Texto para análise =
◇ ◇ ◇ ◇ ◇
A Untamed Borders organiza viagens de esqui às montanhas curdas, cobertas de neve no inverno, contrastando com os desertos do sul. Em abril de 2025, será lançada uma nova excursão de trekking pelos picos impressionantes das montanhas Zagros, conectando comunidades remotas por rotas antigas de peregrinação, que abrangem várias religiões como zoroastrismo, cristianismo e islamismo.
O turismo em Curdistão está crescendo rapidamente, com a capital, Erbil, recebendo 2 milhões de visitantes apenas no primeiro semestre de 2024. Se a tendência continuar, os números totais de 2024 superarão os 3 milhões de 2023.
Apesar do crescimento, a infraestrutura turística do Iraque ainda está em estágio inicial. A reconstrução do país e o subfinanciamento de sítios arqueológicos são desafios. Muitos artefatos históricos, como o famoso Portão de Ishtar da Babilônia, estão hoje em museus europeus.
◇ ◇ ◇ ◇ ◇
Registros salvos =
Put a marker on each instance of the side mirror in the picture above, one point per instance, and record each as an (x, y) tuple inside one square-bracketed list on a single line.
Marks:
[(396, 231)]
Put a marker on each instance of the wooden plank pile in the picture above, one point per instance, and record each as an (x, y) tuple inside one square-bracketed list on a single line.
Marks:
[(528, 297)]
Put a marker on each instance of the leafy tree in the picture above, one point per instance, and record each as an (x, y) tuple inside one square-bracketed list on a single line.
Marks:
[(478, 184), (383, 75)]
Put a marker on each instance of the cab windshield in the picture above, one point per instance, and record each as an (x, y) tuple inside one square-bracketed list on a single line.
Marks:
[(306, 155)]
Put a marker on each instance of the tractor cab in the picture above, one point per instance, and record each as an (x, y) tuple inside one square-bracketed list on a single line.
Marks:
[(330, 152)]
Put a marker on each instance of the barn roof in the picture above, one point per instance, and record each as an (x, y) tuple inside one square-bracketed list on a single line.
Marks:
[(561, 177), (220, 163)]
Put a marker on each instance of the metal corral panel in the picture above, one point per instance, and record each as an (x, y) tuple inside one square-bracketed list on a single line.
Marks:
◇ ◇ ◇ ◇ ◇
Exercícios propostos =
1. Resuma em duas frases o texto sobre o turismo no Curdistão.
2. Dê continuidade ao texto sobre o turismo no Curdistão, começando depois da última frase apresentada.

Respostas por tarefa =
1. A Untamed Borders organiza viagens de esqui às montanhas curdas e lançará, em abril de 2025, uma excursão de trekking pelas montanhas Zagros ao longo de antigas rotas de peregrinação. O turismo no Curdistão cresce rapidamente, com Erbil recebendo 2 milhões de visitantes no primeiro semestre de 2024, mas a infraestrutura turística do Iraque ainda está em estágio inicial, e a reconstrução do país e o subfinanciamento de sítios arqueológicos são desafios.

2.
Para Sarah Sanbar, pesquisadora do Human Rights Watch, o turismo oferece uma oportunidade de ver o “verdadeiro Iraque”. “Infelizmente, nas últimas décadas, a representação do Iraque pela mídia tem sido marcada por cenas de violência e guerra”, afirma ela.
“A imagem estereotipada que muitos têm do Iraque é a de um tanque no deserto. No entanto, a realidade é bem diferente: o Iraque é um país incrivelmente diverso em todos os sentidos, com uma riqueza impressionante de belezas naturais, história e cultura.
O cenário varia drasticamente, desde os pântanos no sul até as montanhas no norte, e seu patrimônio cultural remonta a milhares de anos, representando inúmeras civilizações.
“Atualmente, o Iraque vive seu período mais estável desde antes da invasão dos Estados Unidos, em 2003. A segurança melhorou consideravelmente, e pequenos crimes, como furtos, são relativamente raros.
Os iraquianos são conhecidos por sua generosidade e hospitalidade, e os turistas podem esperar uma recepção calorosa – e, possivelmente, múltiplos convites para uma refeição, chá ou até mesmo um casamento.
“Nos últimos anos, tenho me surpreendido ao encontrar cada vez mais turistas no Iraque – como um estudante grego visitando um colega de classe, um grupo de amigos fazendo um tour de moto pelo país, ou um casal de idosos vindo para observar pássaros.”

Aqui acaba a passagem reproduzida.